- Exercise: Count the lines in the listing below that contain the string "metal", matching case exactly, and reply with only that number.
>> BEGIN Exercise data
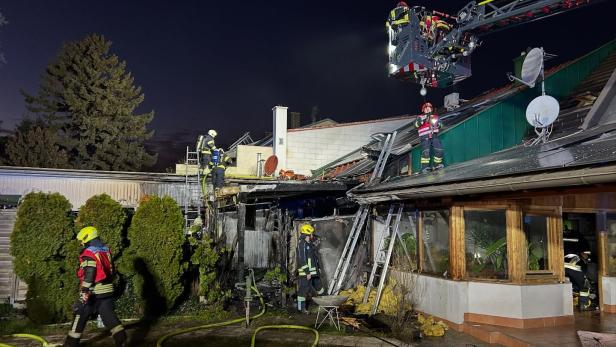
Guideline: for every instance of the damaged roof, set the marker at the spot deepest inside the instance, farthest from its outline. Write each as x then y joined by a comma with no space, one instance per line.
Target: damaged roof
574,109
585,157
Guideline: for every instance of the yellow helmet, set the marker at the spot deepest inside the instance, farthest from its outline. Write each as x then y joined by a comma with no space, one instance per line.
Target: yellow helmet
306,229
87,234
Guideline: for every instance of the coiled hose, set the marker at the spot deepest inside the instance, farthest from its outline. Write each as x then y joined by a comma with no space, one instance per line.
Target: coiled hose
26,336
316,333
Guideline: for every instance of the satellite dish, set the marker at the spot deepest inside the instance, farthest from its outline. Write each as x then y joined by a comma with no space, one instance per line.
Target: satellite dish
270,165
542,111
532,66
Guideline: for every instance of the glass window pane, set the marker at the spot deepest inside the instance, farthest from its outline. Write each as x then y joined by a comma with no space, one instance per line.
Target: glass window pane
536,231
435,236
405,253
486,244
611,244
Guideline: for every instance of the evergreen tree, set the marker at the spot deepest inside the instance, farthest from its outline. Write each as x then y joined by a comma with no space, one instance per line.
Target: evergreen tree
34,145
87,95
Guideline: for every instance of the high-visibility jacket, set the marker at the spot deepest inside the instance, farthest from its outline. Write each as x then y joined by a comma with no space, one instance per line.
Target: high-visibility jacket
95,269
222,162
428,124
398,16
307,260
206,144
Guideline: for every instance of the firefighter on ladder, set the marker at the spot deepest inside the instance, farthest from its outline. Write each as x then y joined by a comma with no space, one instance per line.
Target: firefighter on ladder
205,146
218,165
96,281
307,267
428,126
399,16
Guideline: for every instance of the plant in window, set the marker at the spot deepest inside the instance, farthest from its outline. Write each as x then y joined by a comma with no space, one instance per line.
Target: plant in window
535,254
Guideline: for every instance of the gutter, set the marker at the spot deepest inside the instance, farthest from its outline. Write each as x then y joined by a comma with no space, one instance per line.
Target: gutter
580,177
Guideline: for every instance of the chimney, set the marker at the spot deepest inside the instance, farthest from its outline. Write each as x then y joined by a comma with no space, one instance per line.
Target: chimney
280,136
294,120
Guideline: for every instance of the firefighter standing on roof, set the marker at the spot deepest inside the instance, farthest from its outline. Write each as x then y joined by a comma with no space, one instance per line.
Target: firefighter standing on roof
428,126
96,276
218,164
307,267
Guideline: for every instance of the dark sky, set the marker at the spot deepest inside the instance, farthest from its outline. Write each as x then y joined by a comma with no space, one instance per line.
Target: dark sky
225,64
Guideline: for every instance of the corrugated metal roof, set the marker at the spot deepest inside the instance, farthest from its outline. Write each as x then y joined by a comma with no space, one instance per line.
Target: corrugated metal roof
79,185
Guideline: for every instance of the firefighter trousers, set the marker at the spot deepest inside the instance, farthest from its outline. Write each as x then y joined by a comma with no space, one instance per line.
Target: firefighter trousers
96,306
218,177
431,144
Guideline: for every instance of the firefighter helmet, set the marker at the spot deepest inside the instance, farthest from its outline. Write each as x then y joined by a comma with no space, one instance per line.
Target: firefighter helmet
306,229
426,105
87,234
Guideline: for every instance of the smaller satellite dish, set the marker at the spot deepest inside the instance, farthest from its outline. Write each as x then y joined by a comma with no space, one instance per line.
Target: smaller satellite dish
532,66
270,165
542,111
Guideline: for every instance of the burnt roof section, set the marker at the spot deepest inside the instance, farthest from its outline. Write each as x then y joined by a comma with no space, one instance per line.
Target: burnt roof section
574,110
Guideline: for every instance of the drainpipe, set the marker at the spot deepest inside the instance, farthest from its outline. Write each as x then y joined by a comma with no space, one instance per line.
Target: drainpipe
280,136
>> END Exercise data
>> BEGIN Exercise data
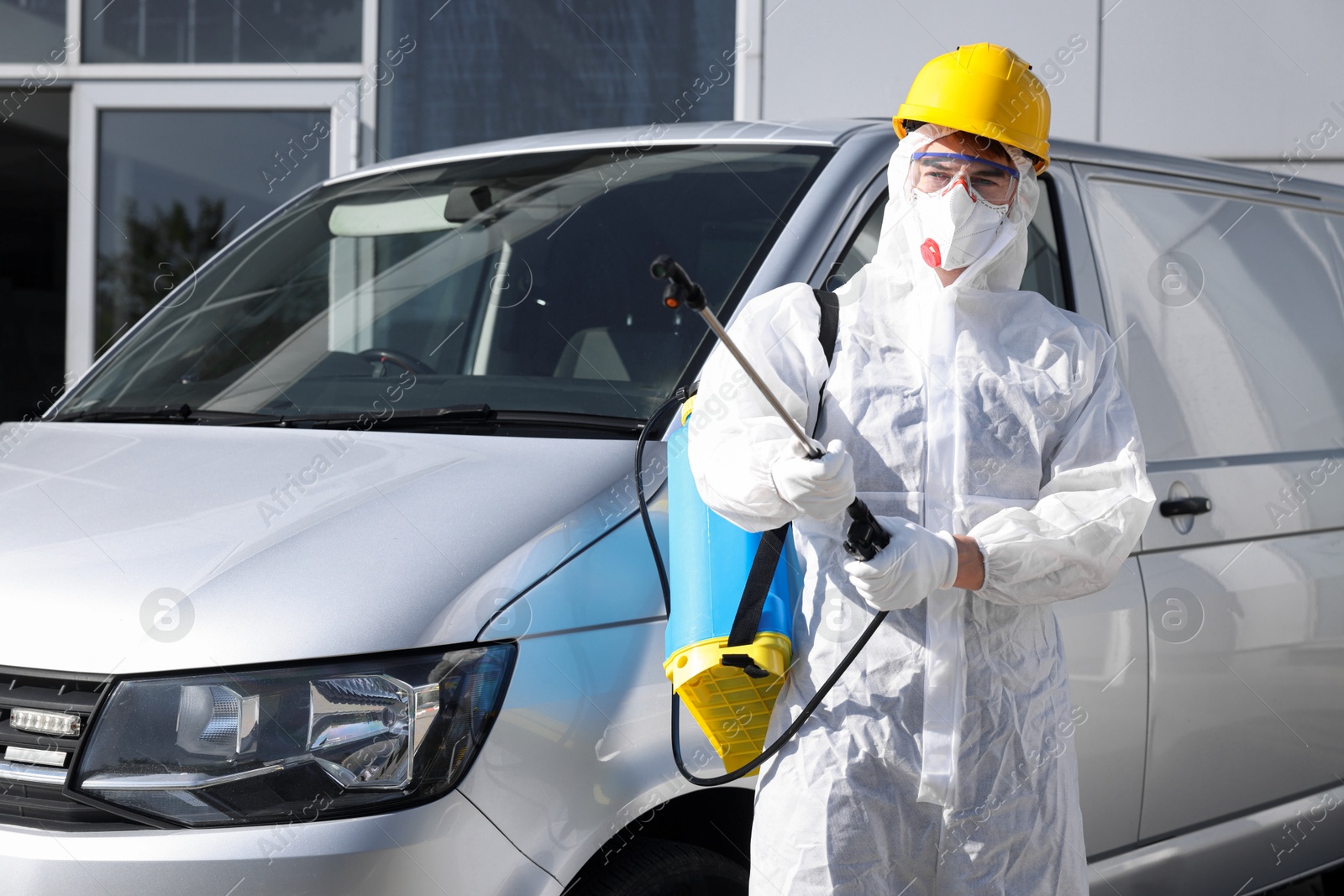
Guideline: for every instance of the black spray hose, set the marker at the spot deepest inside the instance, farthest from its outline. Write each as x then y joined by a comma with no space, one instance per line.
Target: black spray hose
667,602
>> END Exercise data
- Solution below: 2